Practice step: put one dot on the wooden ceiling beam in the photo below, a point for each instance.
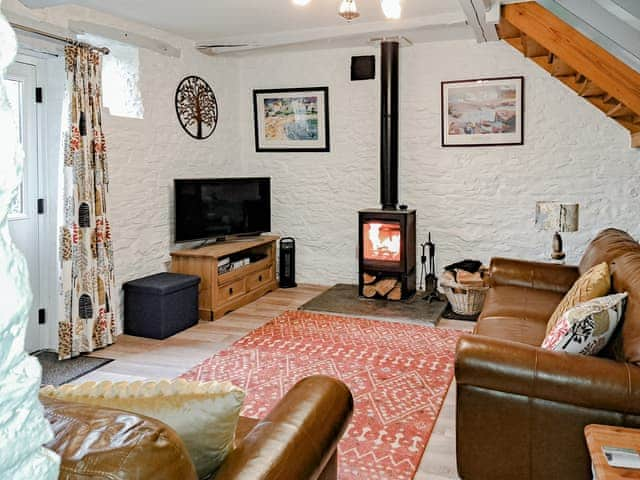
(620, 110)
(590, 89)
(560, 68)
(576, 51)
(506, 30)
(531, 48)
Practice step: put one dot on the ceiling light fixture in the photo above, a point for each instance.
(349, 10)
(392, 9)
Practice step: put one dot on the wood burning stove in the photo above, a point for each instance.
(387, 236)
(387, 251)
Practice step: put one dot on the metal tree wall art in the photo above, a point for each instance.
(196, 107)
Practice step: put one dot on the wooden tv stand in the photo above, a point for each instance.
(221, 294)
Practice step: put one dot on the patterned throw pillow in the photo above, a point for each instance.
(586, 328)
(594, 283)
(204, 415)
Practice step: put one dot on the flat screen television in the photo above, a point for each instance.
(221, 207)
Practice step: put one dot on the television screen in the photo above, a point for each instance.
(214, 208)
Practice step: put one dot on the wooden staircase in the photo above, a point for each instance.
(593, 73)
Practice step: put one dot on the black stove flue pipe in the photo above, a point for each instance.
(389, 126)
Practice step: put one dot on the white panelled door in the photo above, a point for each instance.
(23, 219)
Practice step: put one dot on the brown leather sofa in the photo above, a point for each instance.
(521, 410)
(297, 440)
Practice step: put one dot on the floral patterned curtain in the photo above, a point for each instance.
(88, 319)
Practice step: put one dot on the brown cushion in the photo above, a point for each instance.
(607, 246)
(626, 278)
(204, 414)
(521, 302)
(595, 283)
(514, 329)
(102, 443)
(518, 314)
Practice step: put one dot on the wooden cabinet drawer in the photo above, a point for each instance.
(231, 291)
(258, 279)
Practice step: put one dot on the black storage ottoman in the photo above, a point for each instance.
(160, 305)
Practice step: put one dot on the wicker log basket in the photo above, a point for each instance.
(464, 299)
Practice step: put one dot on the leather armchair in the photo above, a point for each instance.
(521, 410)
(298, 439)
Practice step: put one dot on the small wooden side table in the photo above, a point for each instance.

---

● What is required
Each record must be quoted in full and exactly. Do not include the pictures.

● Exercise solution
Practice step: put one dot on the wooden ceiling beam in the photo below, a point for each instance.
(620, 110)
(590, 89)
(560, 68)
(576, 51)
(506, 30)
(531, 48)
Practice step: put one dot on the ceiling light fixture in the photo above, a point for each instance.
(349, 10)
(392, 9)
Practice step: put one dot on the wood burning stove in the photo above, a point for each instance.
(387, 236)
(387, 251)
Practice step: put one dot on the metal tree wall art in the photo above, a point for each instance.
(196, 107)
Practice step: put one dot on the wooden tv stand in the photo above, a point for each instance.
(221, 294)
Practice step: put one dot on the patterned throw pillow in the photo above, a point for each instance.
(586, 328)
(594, 283)
(204, 415)
Practice step: put one dot on the flat screen television in the photo above, a point for each instance.
(221, 207)
Practice step: put one dot on the television screen in the photo above, a point for each instance.
(214, 208)
Practice step: put one dot on the wooden staircase in the photo above, a point for each instance.
(593, 73)
Practice step: put one dot on the black stove flue pipe in the photo above, a point for each instance.
(389, 126)
Practice step: put one dot on the white panelled door in the photo above, a point for each instance.
(23, 219)
Practice step: put one dot on the brown leather sofa in the photo above, a point for each instance.
(521, 410)
(297, 440)
Practice step: put one dot on the floral patterned curtain in the photo above, a point for each instance.
(88, 319)
Practice step: put one dot on the brown cushion in the photo above, a point for each instance.
(607, 246)
(626, 278)
(204, 414)
(521, 302)
(595, 283)
(514, 329)
(102, 443)
(518, 314)
Practice step: put one dot on the wooden cabinet drawer in the photo above, a point for each instance.
(231, 291)
(258, 279)
Practice step: put one dot on the black storage ottoman in the photo above, a point for each instance.
(160, 305)
Practice step: put one dot on the wicker log basket in the photo above, a point for each instance.
(464, 299)
Practice step: put one dot on the leather armchair in the photo above, a point for each instance.
(521, 410)
(298, 439)
Practice step: put one dot on the small wooden side table in the photo above, a point for each instance.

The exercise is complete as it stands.